Exercise description »
From the PostgreSQL salary walkthrough below, list every column of the db_employee table.

Source document »

"""

The easiest way to find the highest of values in a certain column is to use the MAX() aggregate function in PostgreSQL.
Before attempting to answer the question, let’s look at two tables that contain necessary information.
In the db_employee table, we have five columns that store information about each employee.
- The id column contains integer values to identify employees.
- The first_name and last_name columns contain text values - employees’ first and last names.
- The salary column contains an integer that stands for employee salary in dollars.
- Values in the department_id column specify the department the employee belongs to.
In the db_dept table, we have two columns:
- id number that identifies each department
- the department column, a written name of the department (like ‘Marketing’).
Let’s look at both of these tables to better understand the columns and values in them.
It looks like our every assumption about available data was correct.
Numbers in the id column uniquely identify employees. The first_name and last_name columns identify them by their names.
The salary column contains their salary in dollars, and department_id values denote which department they belong to.
Our assumptions are once again correct. Numbers in the id column uniquely identify the department, whereas the department column contains the textual name of the department.
Plan your approach
The information necessary to answer this question is split between two tables. Therefore we’ll have to JOIN them on a shared dimension.
Since records in the db_employee table reference department id values and not department names, the shared dimension is clearly department id.
Once we combine the two tables, we need to find the highest salary in each department. We can use the WHERE clause to only keep employees with marketing value in the department column. And apply the MAX() aggregate function in Postgres. Then we do the same for the other department.
Once we find the highest salary values for the two departments, we need to subtract them.
The question tells us to output the absolute difference between the two, so the subtraction operation needs to be wrapped with the ABS() function.
Once you calculate the difference, It’s also a good idea to give the end result a descriptive name using the AS keyword.
Write the code
Step 1: Find the highest values of the engineering department
Write a query to find the highest salary of the marketing and engineering departments.
You can use the WHERE clause to specify the department value.
SELECT max(salary) FROM db_employee emp JOIN db_dept dept ON emp.department_id = dept.id WHERE department = 'engineering'
We also need to combine two tables into one based on department id value.

"""

Region labeling records
"""

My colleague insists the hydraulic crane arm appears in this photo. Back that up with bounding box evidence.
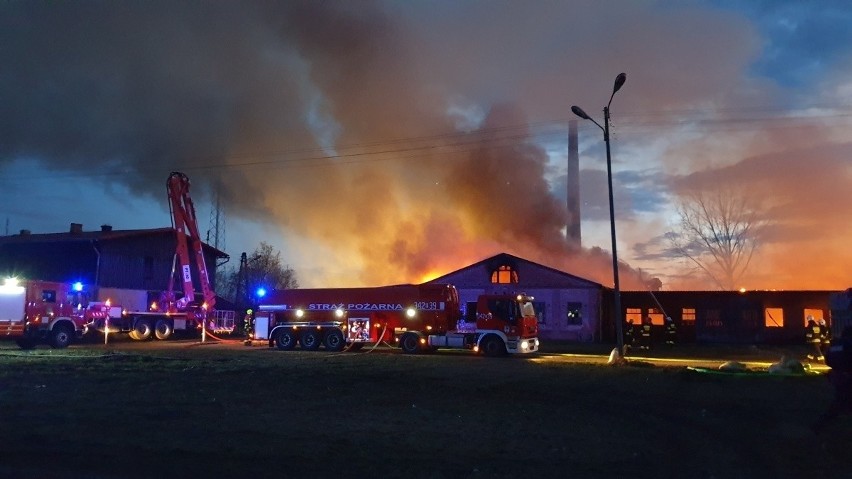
[166,171,216,309]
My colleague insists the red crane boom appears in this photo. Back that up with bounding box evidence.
[166,171,216,310]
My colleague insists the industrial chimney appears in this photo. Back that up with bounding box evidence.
[565,120,581,248]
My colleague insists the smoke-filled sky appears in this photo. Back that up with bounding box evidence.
[0,0,852,289]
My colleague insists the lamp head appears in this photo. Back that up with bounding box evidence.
[571,105,591,120]
[612,73,627,95]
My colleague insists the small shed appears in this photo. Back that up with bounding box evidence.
[0,223,228,291]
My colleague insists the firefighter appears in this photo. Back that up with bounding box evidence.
[243,309,254,346]
[639,316,651,350]
[666,316,677,346]
[624,318,636,353]
[805,316,824,361]
[819,319,831,354]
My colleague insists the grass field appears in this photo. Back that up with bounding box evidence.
[0,342,852,479]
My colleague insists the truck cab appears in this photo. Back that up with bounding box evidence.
[0,278,97,349]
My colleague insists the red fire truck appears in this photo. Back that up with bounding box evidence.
[0,278,109,349]
[88,171,234,341]
[253,284,538,356]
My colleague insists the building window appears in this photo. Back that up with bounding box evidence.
[804,308,825,326]
[565,303,583,326]
[491,265,518,284]
[533,301,547,324]
[702,309,722,329]
[763,308,784,328]
[648,308,666,326]
[142,256,154,281]
[624,308,642,325]
[41,289,56,303]
[680,308,695,324]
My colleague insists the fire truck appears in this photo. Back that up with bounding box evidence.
[88,171,234,341]
[253,284,539,356]
[0,278,109,349]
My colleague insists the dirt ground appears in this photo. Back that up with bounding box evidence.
[0,340,852,478]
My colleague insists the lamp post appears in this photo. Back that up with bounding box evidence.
[571,73,627,356]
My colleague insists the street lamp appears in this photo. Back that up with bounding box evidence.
[571,73,627,357]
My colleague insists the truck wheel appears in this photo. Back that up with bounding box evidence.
[275,329,299,351]
[479,335,506,358]
[154,319,172,339]
[323,329,346,351]
[131,319,152,341]
[50,325,71,349]
[299,329,322,351]
[15,338,36,350]
[399,333,420,354]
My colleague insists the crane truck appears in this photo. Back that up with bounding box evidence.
[0,278,110,349]
[252,284,539,356]
[88,171,234,341]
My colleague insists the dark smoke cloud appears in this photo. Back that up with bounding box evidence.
[6,0,824,287]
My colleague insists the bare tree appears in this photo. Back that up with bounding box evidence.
[668,186,767,290]
[217,242,299,308]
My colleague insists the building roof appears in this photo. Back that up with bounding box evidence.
[428,253,603,288]
[0,224,229,258]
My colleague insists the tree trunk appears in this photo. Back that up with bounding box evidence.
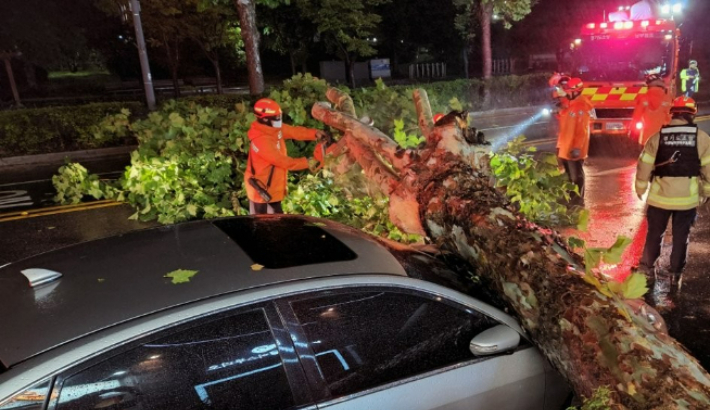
[234,0,264,95]
[212,51,224,95]
[23,60,37,90]
[479,0,493,105]
[163,34,180,99]
[479,1,493,80]
[3,57,22,106]
[346,58,357,90]
[288,51,296,76]
[312,90,710,410]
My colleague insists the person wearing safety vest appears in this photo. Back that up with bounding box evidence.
[244,98,325,215]
[635,97,710,293]
[549,73,571,172]
[557,78,596,204]
[680,60,700,97]
[629,74,673,146]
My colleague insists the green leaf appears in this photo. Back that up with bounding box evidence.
[577,209,589,232]
[567,236,587,249]
[622,273,648,299]
[163,269,198,285]
[603,236,633,264]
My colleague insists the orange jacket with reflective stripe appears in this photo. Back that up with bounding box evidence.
[557,95,594,160]
[244,121,316,203]
[631,87,672,145]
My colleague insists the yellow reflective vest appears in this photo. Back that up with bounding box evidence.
[635,119,710,211]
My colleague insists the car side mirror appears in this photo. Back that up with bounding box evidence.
[469,325,520,356]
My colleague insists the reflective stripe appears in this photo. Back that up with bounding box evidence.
[661,127,698,134]
[648,193,700,207]
[641,151,656,165]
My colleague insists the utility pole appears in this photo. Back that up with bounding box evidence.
[131,0,155,111]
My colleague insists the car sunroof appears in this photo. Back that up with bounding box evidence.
[213,218,357,269]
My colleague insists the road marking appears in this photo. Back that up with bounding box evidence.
[0,191,34,209]
[0,201,123,223]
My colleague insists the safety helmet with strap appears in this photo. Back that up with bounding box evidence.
[254,98,281,119]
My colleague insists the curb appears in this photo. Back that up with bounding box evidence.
[0,145,138,167]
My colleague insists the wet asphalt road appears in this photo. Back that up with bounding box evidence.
[0,119,710,369]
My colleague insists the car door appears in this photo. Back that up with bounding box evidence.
[50,303,315,410]
[277,287,545,410]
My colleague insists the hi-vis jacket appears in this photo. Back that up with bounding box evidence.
[244,121,316,203]
[635,119,710,211]
[557,95,596,160]
[631,87,672,145]
[680,68,700,93]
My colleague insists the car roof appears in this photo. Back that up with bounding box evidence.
[0,216,406,368]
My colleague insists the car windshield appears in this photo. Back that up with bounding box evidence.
[572,38,673,81]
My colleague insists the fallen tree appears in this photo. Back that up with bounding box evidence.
[312,89,710,409]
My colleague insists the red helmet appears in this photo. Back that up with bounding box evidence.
[564,78,584,94]
[671,97,698,115]
[254,98,281,118]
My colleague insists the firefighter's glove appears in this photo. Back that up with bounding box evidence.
[316,130,334,147]
[308,158,321,174]
[313,142,326,162]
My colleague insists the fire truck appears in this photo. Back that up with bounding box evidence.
[566,19,680,142]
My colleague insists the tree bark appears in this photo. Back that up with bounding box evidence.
[234,0,264,96]
[23,60,37,90]
[3,57,22,106]
[212,51,224,95]
[347,58,357,89]
[288,51,296,75]
[313,85,710,410]
[479,0,493,80]
[479,0,493,109]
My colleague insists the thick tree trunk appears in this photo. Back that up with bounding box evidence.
[313,91,710,409]
[3,57,22,106]
[23,60,37,90]
[234,0,264,95]
[479,0,493,105]
[288,51,296,75]
[478,1,493,80]
[212,51,224,95]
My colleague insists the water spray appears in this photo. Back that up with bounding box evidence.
[491,107,552,152]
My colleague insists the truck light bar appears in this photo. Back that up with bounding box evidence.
[582,20,676,35]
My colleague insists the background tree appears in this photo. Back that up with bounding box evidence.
[186,0,243,94]
[260,4,316,75]
[453,0,537,79]
[297,0,389,88]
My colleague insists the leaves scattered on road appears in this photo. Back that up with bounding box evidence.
[163,269,198,285]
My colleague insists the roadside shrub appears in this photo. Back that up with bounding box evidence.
[0,103,145,156]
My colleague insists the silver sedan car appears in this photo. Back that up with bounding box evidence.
[0,216,570,410]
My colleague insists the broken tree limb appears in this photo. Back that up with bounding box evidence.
[316,88,710,410]
[311,103,412,170]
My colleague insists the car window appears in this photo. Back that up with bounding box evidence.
[291,291,498,397]
[58,309,294,410]
[0,380,49,410]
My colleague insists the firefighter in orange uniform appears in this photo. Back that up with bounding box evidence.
[557,78,596,204]
[549,73,571,172]
[630,74,672,146]
[244,98,325,215]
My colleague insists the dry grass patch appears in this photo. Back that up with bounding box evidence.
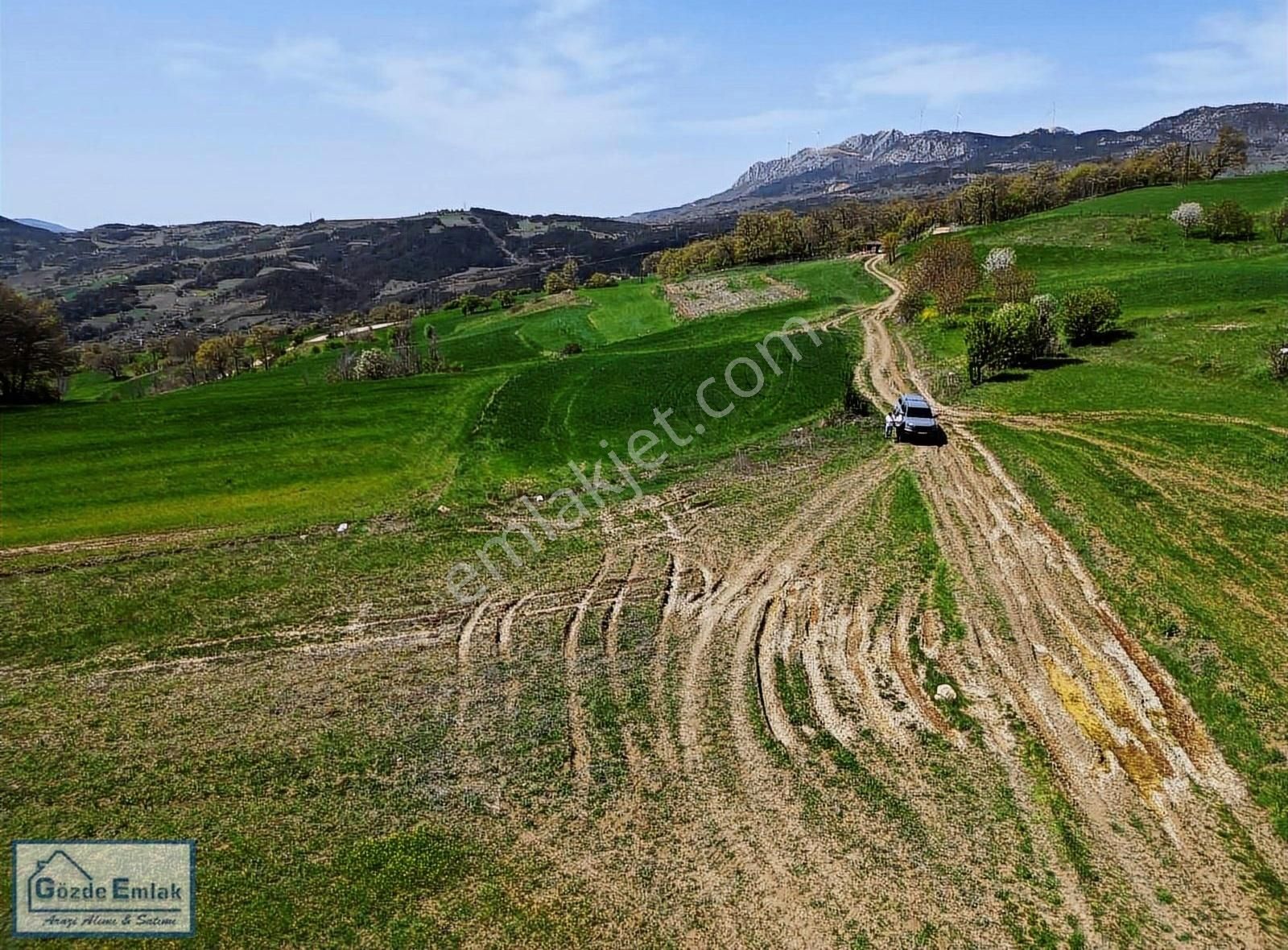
[666,273,809,320]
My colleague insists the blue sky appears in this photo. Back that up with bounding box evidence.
[0,0,1288,226]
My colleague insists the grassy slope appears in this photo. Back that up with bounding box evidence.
[912,174,1288,836]
[0,262,880,544]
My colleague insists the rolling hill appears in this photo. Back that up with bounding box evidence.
[0,209,710,341]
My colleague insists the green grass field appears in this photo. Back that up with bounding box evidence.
[0,175,1288,948]
[906,174,1288,836]
[0,262,882,546]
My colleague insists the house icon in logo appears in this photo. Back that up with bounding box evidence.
[27,849,94,913]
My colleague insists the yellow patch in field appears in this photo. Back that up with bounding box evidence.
[1042,655,1170,799]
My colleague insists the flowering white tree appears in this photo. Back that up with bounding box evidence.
[1170,200,1203,237]
[984,247,1015,275]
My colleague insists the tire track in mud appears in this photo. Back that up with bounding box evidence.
[563,552,613,795]
[664,458,906,946]
[863,252,1284,946]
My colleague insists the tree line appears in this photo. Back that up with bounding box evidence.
[644,126,1248,281]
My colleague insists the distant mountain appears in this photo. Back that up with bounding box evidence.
[13,217,76,234]
[0,207,711,340]
[627,103,1288,223]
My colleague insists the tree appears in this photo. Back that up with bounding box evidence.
[1060,287,1122,346]
[81,344,130,380]
[1270,198,1288,242]
[250,323,277,370]
[456,294,487,316]
[964,314,1002,386]
[144,336,166,372]
[1206,124,1246,178]
[993,268,1038,304]
[224,332,246,374]
[881,230,902,264]
[1204,200,1257,241]
[1168,200,1203,237]
[984,247,1015,275]
[0,283,76,403]
[425,323,443,374]
[908,238,980,316]
[353,349,394,380]
[1029,294,1060,359]
[196,336,233,378]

"""

Task answer »
id, first_name, last_name, salary, department_id